- Task requirements: Rewrite these lines as a Markdown table with a "No." column for the row number and a "Text" column for the line. Skip blank lines and omit the pictures.
┄┄┄┄┄┄┄┄┄┄
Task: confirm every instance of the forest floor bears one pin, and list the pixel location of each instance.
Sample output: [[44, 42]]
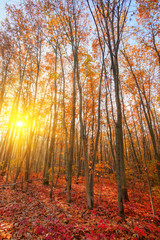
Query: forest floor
[[32, 215]]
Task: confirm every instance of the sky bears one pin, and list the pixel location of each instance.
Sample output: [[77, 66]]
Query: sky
[[2, 7]]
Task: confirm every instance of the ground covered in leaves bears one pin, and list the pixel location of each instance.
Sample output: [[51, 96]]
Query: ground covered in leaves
[[32, 215]]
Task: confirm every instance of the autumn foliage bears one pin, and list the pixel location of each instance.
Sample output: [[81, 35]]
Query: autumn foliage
[[80, 120]]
┄┄┄┄┄┄┄┄┄┄
- Correct output:
| No. | Text |
|---|---|
| 1 | Task: confirm every instance of the forest floor bears one pin, and list the pixel location of each instance. |
| 2 | Sample output: [[44, 42]] |
| 3 | Query: forest floor |
| 4 | [[32, 215]] |
| 5 | Task: confirm every instance of the sky bears one pin, and list the pixel location of each instance. |
| 6 | Sample output: [[77, 66]] |
| 7 | Query: sky |
| 8 | [[2, 7]] |
| 9 | Task: confirm every instance of the ground covered in leaves bears one pin, and list the pixel location of each instance. |
| 10 | Sample output: [[51, 96]] |
| 11 | Query: ground covered in leaves |
| 12 | [[32, 215]] |
| 13 | Task: confirm every instance of the autumn foliage bears one pin, and list the pixel location of each instance. |
| 14 | Sample output: [[81, 35]] |
| 15 | Query: autumn foliage |
| 16 | [[80, 120]] |